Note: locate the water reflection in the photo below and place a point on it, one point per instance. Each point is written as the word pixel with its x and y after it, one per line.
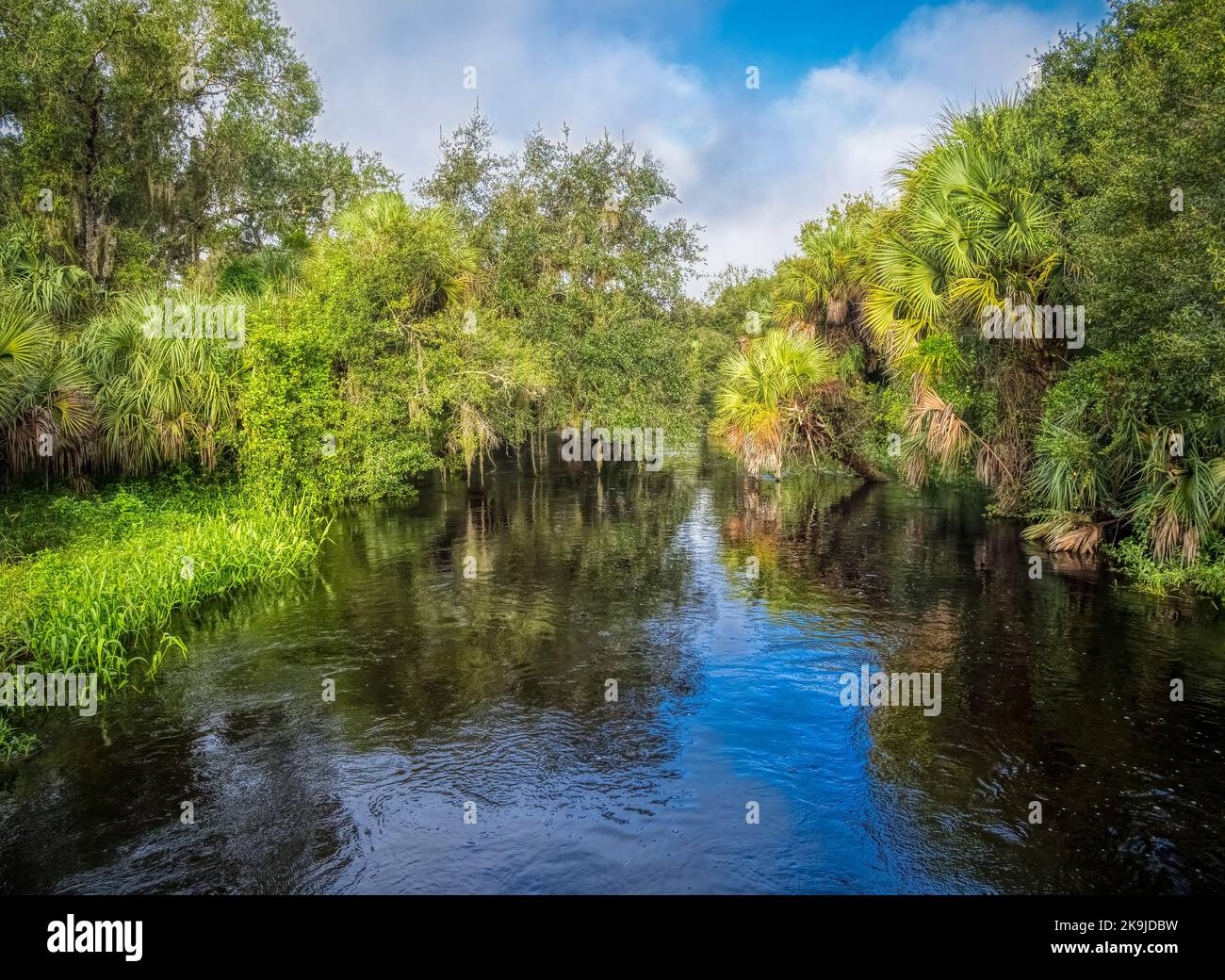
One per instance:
pixel 491 691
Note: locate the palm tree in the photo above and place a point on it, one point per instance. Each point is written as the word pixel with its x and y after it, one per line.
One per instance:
pixel 964 237
pixel 766 404
pixel 159 400
pixel 825 282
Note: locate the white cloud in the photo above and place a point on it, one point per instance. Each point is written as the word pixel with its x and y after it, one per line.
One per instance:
pixel 750 166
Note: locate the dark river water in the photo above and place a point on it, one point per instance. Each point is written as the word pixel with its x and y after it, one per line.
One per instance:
pixel 489 697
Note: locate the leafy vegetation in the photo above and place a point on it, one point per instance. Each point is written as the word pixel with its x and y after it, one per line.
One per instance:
pixel 160 159
pixel 1093 188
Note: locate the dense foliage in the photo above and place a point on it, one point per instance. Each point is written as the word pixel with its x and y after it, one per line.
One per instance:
pixel 1098 188
pixel 194 288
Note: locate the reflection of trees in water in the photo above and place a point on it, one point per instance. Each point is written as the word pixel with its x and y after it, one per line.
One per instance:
pixel 572 570
pixel 1054 690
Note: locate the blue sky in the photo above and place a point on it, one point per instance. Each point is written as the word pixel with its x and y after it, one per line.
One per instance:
pixel 844 87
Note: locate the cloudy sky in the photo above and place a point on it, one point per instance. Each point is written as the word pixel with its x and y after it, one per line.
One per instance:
pixel 843 89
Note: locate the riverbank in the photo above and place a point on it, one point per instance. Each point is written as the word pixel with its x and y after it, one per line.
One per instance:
pixel 90 583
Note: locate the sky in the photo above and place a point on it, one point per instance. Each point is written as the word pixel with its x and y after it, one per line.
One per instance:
pixel 844 89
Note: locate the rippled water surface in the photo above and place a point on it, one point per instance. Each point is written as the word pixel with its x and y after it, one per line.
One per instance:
pixel 491 691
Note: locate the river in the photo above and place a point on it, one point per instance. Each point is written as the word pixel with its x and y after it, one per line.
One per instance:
pixel 476 640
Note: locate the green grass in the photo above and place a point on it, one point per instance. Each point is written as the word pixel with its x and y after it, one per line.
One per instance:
pixel 1205 576
pixel 90 584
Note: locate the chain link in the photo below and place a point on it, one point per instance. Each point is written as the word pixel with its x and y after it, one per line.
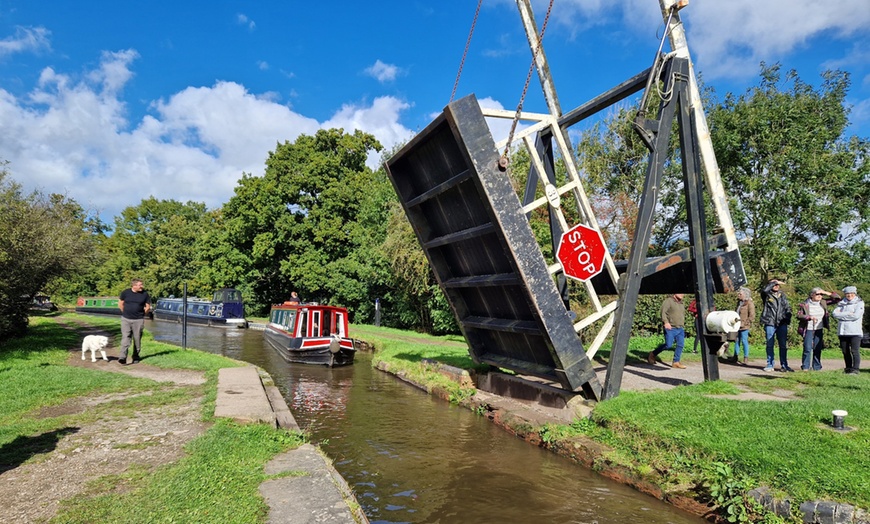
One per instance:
pixel 503 161
pixel 464 53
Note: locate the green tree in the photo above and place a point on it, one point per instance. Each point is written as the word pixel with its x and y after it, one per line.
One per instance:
pixel 156 241
pixel 799 188
pixel 302 226
pixel 42 238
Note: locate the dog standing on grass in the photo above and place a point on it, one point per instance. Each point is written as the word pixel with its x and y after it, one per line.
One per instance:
pixel 94 343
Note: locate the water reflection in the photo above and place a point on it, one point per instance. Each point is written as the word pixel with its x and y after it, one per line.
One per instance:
pixel 411 458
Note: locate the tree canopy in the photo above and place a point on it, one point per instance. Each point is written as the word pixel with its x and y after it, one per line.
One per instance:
pixel 799 188
pixel 42 238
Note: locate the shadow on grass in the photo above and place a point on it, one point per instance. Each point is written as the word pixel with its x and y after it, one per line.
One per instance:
pixel 15 453
pixel 458 361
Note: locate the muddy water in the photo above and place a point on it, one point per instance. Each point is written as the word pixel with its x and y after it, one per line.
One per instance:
pixel 411 458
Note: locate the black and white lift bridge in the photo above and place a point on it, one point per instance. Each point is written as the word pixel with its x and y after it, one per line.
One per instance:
pixel 509 300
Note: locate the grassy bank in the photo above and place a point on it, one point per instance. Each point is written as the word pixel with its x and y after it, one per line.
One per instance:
pixel 700 440
pixel 216 481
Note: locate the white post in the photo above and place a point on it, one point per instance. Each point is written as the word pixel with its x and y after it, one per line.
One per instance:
pixel 677 36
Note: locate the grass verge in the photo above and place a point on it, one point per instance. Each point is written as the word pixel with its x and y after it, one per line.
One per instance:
pixel 217 480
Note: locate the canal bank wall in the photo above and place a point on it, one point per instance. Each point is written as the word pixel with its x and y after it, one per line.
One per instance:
pixel 533 405
pixel 319 493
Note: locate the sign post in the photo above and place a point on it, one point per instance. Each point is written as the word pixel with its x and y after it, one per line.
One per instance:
pixel 581 252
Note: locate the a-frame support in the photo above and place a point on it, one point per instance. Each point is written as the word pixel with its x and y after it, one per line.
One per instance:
pixel 658 135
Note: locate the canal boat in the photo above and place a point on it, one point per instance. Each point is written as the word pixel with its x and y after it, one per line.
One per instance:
pixel 225 309
pixel 42 302
pixel 98 305
pixel 101 306
pixel 310 334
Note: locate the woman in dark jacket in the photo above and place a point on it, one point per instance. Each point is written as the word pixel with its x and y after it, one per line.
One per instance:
pixel 814 319
pixel 746 310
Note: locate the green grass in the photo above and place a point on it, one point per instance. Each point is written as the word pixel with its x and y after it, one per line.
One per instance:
pixel 786 445
pixel 216 481
pixel 688 437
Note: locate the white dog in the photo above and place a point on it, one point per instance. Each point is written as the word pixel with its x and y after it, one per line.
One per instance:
pixel 94 343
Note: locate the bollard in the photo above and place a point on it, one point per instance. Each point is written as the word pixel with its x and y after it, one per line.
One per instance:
pixel 839 415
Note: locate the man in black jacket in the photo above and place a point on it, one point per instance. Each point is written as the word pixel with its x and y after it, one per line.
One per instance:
pixel 135 303
pixel 775 317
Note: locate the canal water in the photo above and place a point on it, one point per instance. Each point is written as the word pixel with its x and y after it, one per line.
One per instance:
pixel 413 459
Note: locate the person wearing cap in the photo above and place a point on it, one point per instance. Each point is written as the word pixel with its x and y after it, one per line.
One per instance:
pixel 746 311
pixel 674 320
pixel 850 314
pixel 813 320
pixel 775 317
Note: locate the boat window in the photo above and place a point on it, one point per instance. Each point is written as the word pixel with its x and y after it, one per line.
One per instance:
pixel 327 323
pixel 315 324
pixel 339 324
pixel 289 317
pixel 302 325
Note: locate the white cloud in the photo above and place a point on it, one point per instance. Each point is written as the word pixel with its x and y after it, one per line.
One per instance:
pixel 381 119
pixel 74 137
pixel 26 39
pixel 242 19
pixel 383 72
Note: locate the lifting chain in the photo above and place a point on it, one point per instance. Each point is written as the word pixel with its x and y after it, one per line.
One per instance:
pixel 464 53
pixel 503 161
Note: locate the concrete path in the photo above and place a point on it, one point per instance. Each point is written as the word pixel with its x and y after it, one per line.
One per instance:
pixel 310 490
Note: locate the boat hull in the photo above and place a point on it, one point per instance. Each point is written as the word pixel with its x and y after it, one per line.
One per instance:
pixel 322 351
pixel 225 310
pixel 233 323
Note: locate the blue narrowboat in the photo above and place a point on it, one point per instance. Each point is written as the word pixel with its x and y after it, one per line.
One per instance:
pixel 225 309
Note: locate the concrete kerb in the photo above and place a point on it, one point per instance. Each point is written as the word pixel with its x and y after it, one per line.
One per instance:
pixel 312 490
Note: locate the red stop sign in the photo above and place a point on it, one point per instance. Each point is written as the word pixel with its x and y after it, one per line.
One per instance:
pixel 581 252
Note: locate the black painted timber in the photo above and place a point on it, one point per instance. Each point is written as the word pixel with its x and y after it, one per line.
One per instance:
pixel 470 223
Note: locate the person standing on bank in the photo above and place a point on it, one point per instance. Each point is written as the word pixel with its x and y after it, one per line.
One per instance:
pixel 814 319
pixel 746 312
pixel 775 317
pixel 134 303
pixel 850 313
pixel 674 320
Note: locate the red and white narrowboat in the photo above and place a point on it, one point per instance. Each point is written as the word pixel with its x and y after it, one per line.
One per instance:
pixel 310 334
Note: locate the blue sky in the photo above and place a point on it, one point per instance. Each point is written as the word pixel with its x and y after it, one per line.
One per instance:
pixel 110 102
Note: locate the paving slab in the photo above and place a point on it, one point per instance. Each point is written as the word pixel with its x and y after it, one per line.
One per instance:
pixel 314 494
pixel 241 397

==*==

▶ [Task objective]: The lines that contain the word "white" are wanted; copy each of them from the records.

▶ [Answer to this exercise]:
Note: locate the white cloud in the photo above and place a point on it, one point per instance. Each point is written as the word pixel with its x and y after it, one per line.
Note: locate the black and white lift bridge in the photo above and place a point on it, one point per instance. Each point is written as the word pixel with its x and y after it, one per line.
Note: locate the white post in the photo above and place a point on it, one point per instance. Each point is written as the word pixel with its x and y after it, one per line.
Note: locate the white dog in the photo above and place a point on it, one point per instance. Each point is written as the word pixel with its x and y after it, one per line.
Note: locate the white cloud in the photo above and place a point on it, one point per instance. Each point is written as the word pixel with its x and y after it, one per line.
Note: locate the red and white narrowboat in the photo above and place a point on it, one point per instance. Each point is written as the word pixel with its x and y after it, one per line.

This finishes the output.